Keep to the lines from the one with "of the cloud" through the end of the data, and write them out exactly.

▬▬▬▬▬▬

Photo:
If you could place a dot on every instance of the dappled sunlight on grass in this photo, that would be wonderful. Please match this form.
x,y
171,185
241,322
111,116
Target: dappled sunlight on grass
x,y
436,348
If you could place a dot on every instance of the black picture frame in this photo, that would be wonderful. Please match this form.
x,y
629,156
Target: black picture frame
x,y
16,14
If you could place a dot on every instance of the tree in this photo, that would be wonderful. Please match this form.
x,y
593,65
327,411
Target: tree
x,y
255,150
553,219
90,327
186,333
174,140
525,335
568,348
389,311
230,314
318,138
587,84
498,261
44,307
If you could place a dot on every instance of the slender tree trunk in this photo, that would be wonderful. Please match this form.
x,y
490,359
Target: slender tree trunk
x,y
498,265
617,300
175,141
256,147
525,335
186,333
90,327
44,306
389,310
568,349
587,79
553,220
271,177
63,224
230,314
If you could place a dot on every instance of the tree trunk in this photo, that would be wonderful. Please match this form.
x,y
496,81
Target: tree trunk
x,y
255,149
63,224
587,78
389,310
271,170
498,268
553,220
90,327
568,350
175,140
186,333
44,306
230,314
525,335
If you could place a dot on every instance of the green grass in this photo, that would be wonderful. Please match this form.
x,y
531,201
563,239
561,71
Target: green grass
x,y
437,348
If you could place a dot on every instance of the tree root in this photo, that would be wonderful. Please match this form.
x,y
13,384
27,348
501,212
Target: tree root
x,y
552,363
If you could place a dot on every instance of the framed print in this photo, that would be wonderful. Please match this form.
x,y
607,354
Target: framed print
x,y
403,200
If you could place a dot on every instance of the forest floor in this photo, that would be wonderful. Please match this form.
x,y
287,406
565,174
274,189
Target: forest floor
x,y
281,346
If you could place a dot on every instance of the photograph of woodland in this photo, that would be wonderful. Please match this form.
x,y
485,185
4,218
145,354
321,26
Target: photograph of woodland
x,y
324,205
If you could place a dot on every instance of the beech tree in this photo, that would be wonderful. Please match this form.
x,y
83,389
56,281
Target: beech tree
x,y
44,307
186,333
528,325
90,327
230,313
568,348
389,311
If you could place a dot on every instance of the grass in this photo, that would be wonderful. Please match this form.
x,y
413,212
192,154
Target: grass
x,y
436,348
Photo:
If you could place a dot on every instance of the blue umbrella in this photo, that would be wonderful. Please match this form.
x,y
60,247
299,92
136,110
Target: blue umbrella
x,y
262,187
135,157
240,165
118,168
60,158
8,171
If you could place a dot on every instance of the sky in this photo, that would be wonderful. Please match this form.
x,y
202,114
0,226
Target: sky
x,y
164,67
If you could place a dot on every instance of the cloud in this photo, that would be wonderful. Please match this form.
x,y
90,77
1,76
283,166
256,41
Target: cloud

▬▬▬▬▬▬

→ Solution
If you could place a dot on every instance of the cloud in this photo, that would be wonderful. Please match this form.
x,y
90,77
1,76
283,166
256,41
Target: cloud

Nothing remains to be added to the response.